Instruction A:
Answer these questions about the New Year blog post:
(i) What is the title of the artwork that became the new Twitter wallpaper?
(ii) Which language does the writer resolve to learn more of?
(iii) In which month will the writer return to friends in Bacau?
Instruction B: Scale the listing from its first line up to and including the line with "[705,402,748,511]". Reproduce those lines, requests included, multiplying every bounding-box coordinate in the answers by 2.3 and rounding to whole numbers, with halves rounded up.

-- begin Document excerpt --

Thursday, December 31, 2009

Here's to 2010

Just after I had made a resolution to put more just artwork up here on the blog, I read Nanny Goats in Panties and see that it's not too late to join in her Resolutions Party Post.  So not wanting to be a party pooper, I'll have to make it public here!

OK....  this is called Electric Landscape from my Power Series of 2007.  It's also the new wallpaper I put up for my Twitter account.

So my other resolution is that I will learn more Romanian, so that perhaps I can be nice to the folks that don't have any English.

Of course I have really bad language skills so even if I can get one or more rudimentary phrases down like:  Boy, that show was a stinker!  I loved the way the actor used the stage space.  I also got a subliminal CD that tells me learning Romanian is easy and that I'll succeed!  I have until April, when I return to my wonderful friends in Bacau.  This is a photo of the Romanian flag that proudly waves over a bulletin board in my studio! 

And when I get over to the Nanny Goats in Panties blog, I find that her friend over at Mama's Losin It, is doing something similar!

Since I'm not a power blogger, I hope that I'm doing this correctly
5.) It’s time to list your New Year’s resolutions for 2010.

Thursday, December 24, 2009

Happy Happy Merry Merry

Wednesday, December 23, 2009

The Art of Time

Do artists resent the fact that most of us work in the dark so to speak?  I know that I'm a compulsive art maker and while it's a hoot to sell the work and have work in a show, it's always seemed like the icing on the cake.   I like the work!  It's so much fun and if it gets noticed - wonderful - but it won't stop me from plugging away.  We all joke about how we'll be famous after we shuffle off this mortal coil. 

For one artist, that keep plugging mentality has finally bought her some fame and fortune!  We can thank New York artist (and member of the studioNOTES group) Tamara Wyndham for this inspiring link.

-- end Document excerpt --
-- begin Record excerpts --

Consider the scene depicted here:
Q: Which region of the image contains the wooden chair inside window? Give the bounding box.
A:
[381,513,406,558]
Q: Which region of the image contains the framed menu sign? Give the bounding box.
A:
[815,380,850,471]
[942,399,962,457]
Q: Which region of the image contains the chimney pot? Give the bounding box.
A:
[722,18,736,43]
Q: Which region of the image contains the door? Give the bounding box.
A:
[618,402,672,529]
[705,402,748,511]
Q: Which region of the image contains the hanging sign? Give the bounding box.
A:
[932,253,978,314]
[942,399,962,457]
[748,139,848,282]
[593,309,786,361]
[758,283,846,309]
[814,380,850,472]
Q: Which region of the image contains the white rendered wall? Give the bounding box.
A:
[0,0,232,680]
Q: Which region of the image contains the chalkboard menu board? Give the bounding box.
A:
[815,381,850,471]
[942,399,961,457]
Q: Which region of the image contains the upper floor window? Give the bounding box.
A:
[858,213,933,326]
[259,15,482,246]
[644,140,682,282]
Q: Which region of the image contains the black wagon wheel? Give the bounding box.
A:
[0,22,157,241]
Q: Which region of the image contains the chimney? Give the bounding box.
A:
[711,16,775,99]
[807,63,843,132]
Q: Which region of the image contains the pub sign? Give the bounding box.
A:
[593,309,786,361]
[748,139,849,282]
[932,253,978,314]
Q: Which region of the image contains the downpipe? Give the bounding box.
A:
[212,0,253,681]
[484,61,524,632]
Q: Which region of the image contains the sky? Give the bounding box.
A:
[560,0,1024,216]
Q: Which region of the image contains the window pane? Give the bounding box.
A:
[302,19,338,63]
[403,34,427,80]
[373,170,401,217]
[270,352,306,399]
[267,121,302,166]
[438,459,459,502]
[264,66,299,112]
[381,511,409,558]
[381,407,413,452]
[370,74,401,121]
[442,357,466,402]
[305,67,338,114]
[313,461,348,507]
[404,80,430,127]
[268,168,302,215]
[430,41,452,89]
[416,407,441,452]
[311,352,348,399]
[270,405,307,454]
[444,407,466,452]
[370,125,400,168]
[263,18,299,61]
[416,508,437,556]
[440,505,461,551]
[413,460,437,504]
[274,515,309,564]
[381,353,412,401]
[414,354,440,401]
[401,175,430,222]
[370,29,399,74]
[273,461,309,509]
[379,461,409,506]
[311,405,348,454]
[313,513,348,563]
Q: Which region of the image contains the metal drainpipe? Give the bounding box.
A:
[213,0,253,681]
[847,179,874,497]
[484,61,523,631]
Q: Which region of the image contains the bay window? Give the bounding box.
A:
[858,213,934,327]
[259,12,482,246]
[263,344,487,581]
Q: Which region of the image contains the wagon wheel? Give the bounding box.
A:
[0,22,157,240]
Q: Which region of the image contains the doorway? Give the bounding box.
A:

-- end Record excerpts --

Finished answer A:
(i) Electric Landscape
(ii) Romanian
(iii) April

Finished answer B:
Consider the scene depicted here:
Q: Which region of the image contains the wooden chair inside window? Give the bounding box.
A:
[876,1180,934,1283]
Q: Which region of the image contains the framed menu sign? Give the bounding box.
A:
[1875,874,1955,1083]
[2167,918,2213,1051]
Q: Which region of the image contains the chimney pot? Give the bounding box.
A:
[1661,41,1693,99]
Q: Which region of the image contains the door? Give the bounding box.
A:
[1421,925,1546,1217]
[1622,925,1720,1175]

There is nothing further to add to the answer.